Required work: Could you output each line of the data that follows exactly?

(Data records)

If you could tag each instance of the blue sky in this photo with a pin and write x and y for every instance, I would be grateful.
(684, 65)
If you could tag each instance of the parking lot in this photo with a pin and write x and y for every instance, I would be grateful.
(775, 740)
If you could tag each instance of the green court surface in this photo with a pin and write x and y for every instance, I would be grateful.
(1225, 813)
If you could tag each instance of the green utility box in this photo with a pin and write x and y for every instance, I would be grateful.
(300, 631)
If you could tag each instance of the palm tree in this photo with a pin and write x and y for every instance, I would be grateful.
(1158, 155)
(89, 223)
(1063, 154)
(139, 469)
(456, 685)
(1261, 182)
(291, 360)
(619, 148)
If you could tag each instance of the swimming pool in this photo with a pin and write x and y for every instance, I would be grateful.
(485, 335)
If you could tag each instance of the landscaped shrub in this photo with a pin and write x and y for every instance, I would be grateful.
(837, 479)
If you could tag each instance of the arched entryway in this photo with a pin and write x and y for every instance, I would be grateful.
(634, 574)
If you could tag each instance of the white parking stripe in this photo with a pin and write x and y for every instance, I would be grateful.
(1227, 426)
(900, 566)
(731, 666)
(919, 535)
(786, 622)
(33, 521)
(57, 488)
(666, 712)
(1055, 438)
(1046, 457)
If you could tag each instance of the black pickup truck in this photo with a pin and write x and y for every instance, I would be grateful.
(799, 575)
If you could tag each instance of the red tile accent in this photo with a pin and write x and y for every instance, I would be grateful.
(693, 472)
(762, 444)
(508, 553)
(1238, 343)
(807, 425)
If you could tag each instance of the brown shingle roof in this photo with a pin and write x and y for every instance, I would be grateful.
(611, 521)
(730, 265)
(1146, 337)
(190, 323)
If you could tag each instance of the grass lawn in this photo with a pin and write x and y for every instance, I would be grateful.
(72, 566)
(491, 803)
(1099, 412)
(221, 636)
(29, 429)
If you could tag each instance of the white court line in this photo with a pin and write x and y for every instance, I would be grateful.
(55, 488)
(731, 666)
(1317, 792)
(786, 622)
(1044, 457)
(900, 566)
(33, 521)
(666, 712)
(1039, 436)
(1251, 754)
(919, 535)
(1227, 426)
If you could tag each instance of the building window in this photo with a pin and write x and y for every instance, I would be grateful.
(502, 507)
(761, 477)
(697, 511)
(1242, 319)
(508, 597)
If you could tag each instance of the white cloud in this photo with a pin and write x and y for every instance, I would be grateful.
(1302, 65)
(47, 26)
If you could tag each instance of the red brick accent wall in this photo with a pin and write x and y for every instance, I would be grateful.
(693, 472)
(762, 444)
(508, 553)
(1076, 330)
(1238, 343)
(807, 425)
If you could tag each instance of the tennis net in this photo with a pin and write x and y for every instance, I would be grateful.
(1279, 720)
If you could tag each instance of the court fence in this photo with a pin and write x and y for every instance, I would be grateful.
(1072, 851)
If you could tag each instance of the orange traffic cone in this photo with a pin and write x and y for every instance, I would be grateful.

(End Data records)

Exercise solution:
If you could tag each instance of the blue sky in this photo with a pin and write x and y for every instance, I would be grateful.
(684, 65)
If you could tag each instance of the parking lot in this photo with a pin and write x and y for every instance, I would be grateful.
(775, 740)
If you could tag each instance of the green court surface in this photo with a pin and write x and y for every instance, I would be grateful.
(1225, 813)
If you could tag each instance of the green utility box in this photo with a pin and write x and y for every instance, I would be grateful.
(300, 631)
If you could tag each instance of the palm tree in this photo with a pin and write x and y for every instance, I would be grateful.
(1158, 155)
(89, 223)
(1063, 154)
(139, 469)
(456, 685)
(1261, 182)
(291, 360)
(619, 148)
If you could tag each instance of the swimming pool in this photo with a pin and write x and y for every instance, I would be grateful.
(485, 335)
If you could tag each instance of the landscaped shrub in this photo with a pin and write x and y for every instance, I would be grateful.
(837, 479)
If you could tag each instance of the arched entryway in this photo with a pin and write x and y for every instance, I would be grateful.
(634, 574)
If you could tag each instance of the white parking stripe in this photo with a pin and write x and y for every instance, I would be grateful.
(1227, 426)
(900, 566)
(731, 666)
(919, 535)
(786, 622)
(33, 521)
(57, 488)
(666, 712)
(1055, 438)
(1046, 457)
If you could tag each instance of the black pickup truck in this photo with a pin and write x and y for every instance, I would be grateful.
(799, 575)
If you could tag each instance of the red tile accent in this photo with a pin and write x and y for every instance, I would be grateful.
(693, 472)
(762, 444)
(508, 553)
(1238, 343)
(807, 425)
If you could tag each instance of the brown shingle roof in this photo with a pin and write x and y for every instance, I would be grateful.
(611, 521)
(730, 265)
(1146, 337)
(190, 323)
If you could tag each instance of the grass lawn in this photo with a pin and write x and y for every instance, I would be grateful.
(72, 566)
(491, 803)
(1099, 412)
(221, 636)
(29, 429)
If you could tag each instance of the white court line in this photo with a pin and write x and y for every instance, I would be grateful.
(55, 488)
(731, 666)
(1317, 792)
(786, 622)
(1044, 457)
(900, 566)
(33, 521)
(666, 712)
(1039, 436)
(1251, 754)
(919, 535)
(1227, 426)
If you could tag each instance of the building window in this photo with a pin and write x and y for every instance, I would be grateful.
(502, 507)
(761, 477)
(697, 511)
(1242, 319)
(508, 597)
If you could tag each instance of the white cloud in this photo with a pin and write x and y for every instance, I would be grateful.
(1302, 65)
(47, 26)
If you could tag each instance of the red brick accent wall in this photo with a pin and write x and y for every instance, I would be grateful.
(693, 472)
(762, 444)
(508, 553)
(1076, 330)
(1238, 343)
(807, 425)
If you could tag each instance of the tennis net in this photo with a pin and write x and y for every instance, I would be grateful.
(1279, 720)
If you could tag each instance of the court fence in this photo with a pin and write x and y for every instance, I would be grateful.
(1072, 851)
If you could tag each instance of the orange traffic cone in this photo with a pin and write x and y for every instance, I would be grateful.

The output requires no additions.